- Ihre Anweisungen -
Nennen Sie jeden Staat und jeden Kontinent, der im Textauszug über die Revolution im Sudan mit seinem Namen genannt wird, und zwar jeweils nur einmal.

- Gegebener Textauszug -
=====

Revolution

Im Sudan, dem flächenmäßig größten afrikanischen Staat*, findet gerade eine Revolution statt, die in der deutschen Medienlandschaft relativ wenig Beachtung findet. In der ausländischen, vor allem englisch sprachigen Presse zeigt man weit mehr Interesse. Das letzte Mal, als der Sudan bei uns größer in den Schlagzeilen war, war die vom Westen forcierte Abtrennung des Südsudan. Heute sind die Leute im Südsudan die unglücklichsten Menschen in ganz Afrika. Aber das nur am Rande.

=====

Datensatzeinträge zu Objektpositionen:
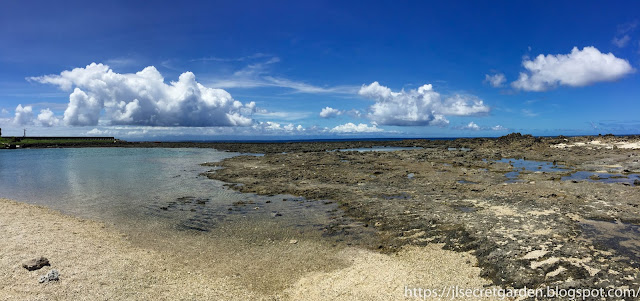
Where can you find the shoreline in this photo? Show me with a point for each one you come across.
(97, 262)
(539, 228)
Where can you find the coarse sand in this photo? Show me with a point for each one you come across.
(98, 262)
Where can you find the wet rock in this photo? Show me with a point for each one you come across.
(36, 264)
(53, 275)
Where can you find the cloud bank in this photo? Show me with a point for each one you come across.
(329, 112)
(23, 115)
(422, 106)
(576, 69)
(143, 98)
(353, 128)
(495, 80)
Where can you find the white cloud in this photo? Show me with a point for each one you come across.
(621, 41)
(579, 68)
(352, 128)
(422, 106)
(354, 113)
(329, 112)
(23, 115)
(282, 115)
(144, 98)
(47, 119)
(274, 127)
(496, 80)
(472, 126)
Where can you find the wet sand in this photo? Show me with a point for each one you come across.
(98, 262)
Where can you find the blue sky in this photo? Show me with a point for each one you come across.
(327, 69)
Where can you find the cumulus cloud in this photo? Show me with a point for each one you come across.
(270, 126)
(23, 115)
(352, 128)
(47, 118)
(496, 80)
(576, 69)
(329, 112)
(143, 98)
(472, 126)
(621, 41)
(422, 106)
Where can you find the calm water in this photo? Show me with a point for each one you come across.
(137, 187)
(379, 149)
(103, 181)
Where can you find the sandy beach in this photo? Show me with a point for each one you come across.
(97, 262)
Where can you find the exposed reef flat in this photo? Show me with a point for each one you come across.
(528, 223)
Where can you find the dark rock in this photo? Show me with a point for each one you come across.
(36, 264)
(53, 275)
(276, 214)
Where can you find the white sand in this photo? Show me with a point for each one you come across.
(98, 263)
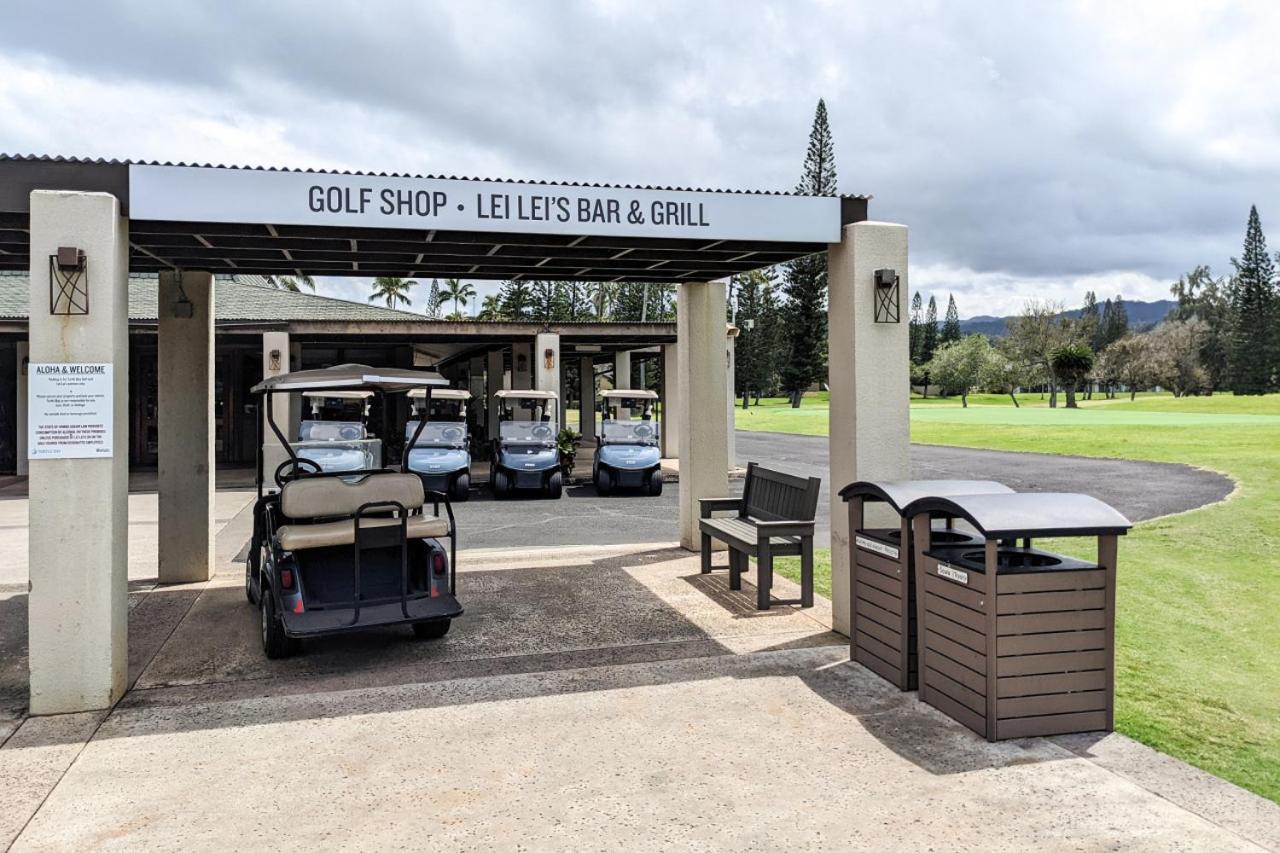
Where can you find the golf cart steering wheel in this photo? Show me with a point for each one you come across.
(302, 461)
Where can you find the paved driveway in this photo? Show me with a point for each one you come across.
(1139, 489)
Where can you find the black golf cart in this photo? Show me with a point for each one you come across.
(341, 551)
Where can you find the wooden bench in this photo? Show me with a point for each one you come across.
(775, 518)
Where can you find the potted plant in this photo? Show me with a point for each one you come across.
(567, 442)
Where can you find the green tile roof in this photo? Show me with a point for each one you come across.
(236, 297)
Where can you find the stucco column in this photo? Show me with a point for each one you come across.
(184, 379)
(80, 520)
(22, 352)
(670, 429)
(869, 378)
(703, 405)
(586, 397)
(494, 373)
(547, 369)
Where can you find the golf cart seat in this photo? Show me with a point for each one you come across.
(328, 497)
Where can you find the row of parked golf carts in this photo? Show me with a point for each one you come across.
(343, 539)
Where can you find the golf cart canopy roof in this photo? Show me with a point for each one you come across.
(627, 393)
(338, 395)
(512, 393)
(440, 393)
(1028, 514)
(352, 377)
(899, 493)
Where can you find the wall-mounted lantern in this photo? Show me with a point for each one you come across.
(886, 309)
(68, 282)
(182, 306)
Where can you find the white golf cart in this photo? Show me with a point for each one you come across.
(337, 436)
(626, 450)
(442, 455)
(525, 454)
(342, 551)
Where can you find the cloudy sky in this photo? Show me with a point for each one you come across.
(1034, 149)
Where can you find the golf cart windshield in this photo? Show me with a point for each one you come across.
(629, 418)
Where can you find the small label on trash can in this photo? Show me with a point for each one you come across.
(878, 547)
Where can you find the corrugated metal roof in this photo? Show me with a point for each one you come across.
(46, 158)
(236, 299)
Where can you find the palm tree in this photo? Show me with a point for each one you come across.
(490, 309)
(460, 292)
(292, 283)
(392, 290)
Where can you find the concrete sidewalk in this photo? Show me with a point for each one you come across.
(590, 698)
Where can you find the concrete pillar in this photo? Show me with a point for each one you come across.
(730, 340)
(494, 373)
(78, 528)
(521, 373)
(23, 352)
(586, 397)
(547, 369)
(703, 405)
(869, 375)
(670, 429)
(184, 379)
(622, 369)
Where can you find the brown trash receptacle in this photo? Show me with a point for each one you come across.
(882, 584)
(1018, 642)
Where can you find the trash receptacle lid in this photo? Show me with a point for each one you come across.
(899, 493)
(1028, 514)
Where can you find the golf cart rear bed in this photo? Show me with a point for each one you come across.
(315, 623)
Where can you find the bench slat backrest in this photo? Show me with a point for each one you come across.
(773, 496)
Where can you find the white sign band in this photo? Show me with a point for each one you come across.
(877, 547)
(204, 194)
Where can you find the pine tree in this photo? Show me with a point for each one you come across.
(929, 332)
(1252, 354)
(805, 278)
(915, 328)
(951, 324)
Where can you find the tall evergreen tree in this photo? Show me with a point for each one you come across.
(929, 332)
(951, 324)
(805, 278)
(915, 327)
(1252, 355)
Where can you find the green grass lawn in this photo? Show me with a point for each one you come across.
(1198, 598)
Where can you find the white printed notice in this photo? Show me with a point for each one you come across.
(69, 411)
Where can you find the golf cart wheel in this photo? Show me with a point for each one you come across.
(462, 487)
(275, 643)
(434, 629)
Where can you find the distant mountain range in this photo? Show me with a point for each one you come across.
(1141, 314)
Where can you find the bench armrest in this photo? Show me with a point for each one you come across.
(766, 529)
(705, 506)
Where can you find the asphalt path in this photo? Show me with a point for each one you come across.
(1139, 489)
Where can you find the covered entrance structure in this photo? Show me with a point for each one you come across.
(81, 227)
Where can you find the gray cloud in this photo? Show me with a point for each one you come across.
(1022, 142)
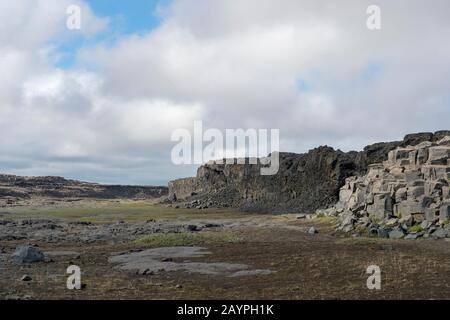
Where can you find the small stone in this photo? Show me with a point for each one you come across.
(396, 234)
(27, 254)
(425, 224)
(383, 233)
(26, 278)
(440, 233)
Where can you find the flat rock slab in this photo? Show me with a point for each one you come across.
(159, 260)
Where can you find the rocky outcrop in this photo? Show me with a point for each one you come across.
(14, 188)
(408, 195)
(304, 182)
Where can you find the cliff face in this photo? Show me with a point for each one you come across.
(14, 187)
(304, 182)
(407, 195)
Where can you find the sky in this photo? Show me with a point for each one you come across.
(100, 103)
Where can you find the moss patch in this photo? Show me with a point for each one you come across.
(188, 239)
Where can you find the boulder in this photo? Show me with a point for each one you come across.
(27, 254)
(439, 155)
(396, 234)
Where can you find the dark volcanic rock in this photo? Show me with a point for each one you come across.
(304, 182)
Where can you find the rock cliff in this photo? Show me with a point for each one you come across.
(304, 182)
(408, 195)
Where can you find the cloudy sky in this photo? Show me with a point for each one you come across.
(100, 103)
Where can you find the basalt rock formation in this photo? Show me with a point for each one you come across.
(408, 195)
(14, 188)
(304, 182)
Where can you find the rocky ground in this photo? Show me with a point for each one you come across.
(167, 253)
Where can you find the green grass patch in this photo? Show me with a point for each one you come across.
(129, 211)
(188, 239)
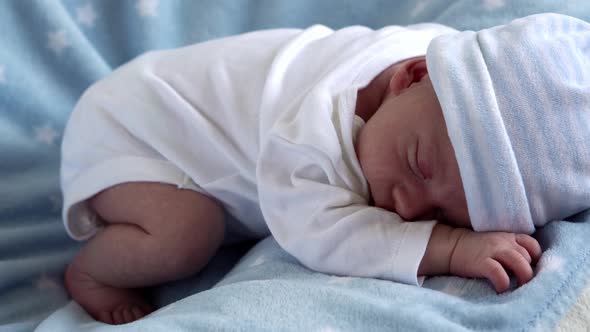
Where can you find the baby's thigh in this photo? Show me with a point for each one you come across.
(162, 210)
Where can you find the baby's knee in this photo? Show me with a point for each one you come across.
(182, 228)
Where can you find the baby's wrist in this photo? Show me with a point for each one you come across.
(439, 251)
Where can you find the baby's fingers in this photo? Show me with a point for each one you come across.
(531, 245)
(516, 263)
(496, 274)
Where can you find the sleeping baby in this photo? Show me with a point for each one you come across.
(396, 153)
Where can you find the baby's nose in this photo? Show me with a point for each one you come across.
(411, 204)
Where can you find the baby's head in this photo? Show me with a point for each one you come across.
(495, 134)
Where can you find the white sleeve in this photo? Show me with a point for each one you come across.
(328, 227)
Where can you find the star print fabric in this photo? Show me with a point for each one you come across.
(52, 50)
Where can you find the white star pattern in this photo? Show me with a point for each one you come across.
(86, 15)
(328, 329)
(2, 76)
(46, 283)
(418, 8)
(541, 327)
(550, 263)
(45, 134)
(260, 260)
(147, 7)
(494, 4)
(58, 41)
(452, 289)
(344, 281)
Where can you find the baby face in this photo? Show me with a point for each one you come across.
(408, 160)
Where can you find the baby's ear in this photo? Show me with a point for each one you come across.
(408, 72)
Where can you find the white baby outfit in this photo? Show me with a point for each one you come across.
(264, 123)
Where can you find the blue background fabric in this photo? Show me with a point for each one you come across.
(51, 51)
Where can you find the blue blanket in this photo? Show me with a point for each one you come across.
(52, 50)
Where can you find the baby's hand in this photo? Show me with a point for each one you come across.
(490, 255)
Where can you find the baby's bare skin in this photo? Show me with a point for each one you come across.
(409, 162)
(157, 233)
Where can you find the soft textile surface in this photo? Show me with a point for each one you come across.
(518, 118)
(52, 50)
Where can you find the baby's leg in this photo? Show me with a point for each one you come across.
(155, 233)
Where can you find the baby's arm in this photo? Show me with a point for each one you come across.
(465, 253)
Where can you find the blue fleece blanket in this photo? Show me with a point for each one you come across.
(50, 51)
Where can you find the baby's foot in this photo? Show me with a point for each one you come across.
(105, 303)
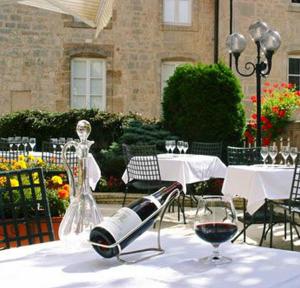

=====

- Lösung der Aufgabe -
Sudan, Südsudan, Afrika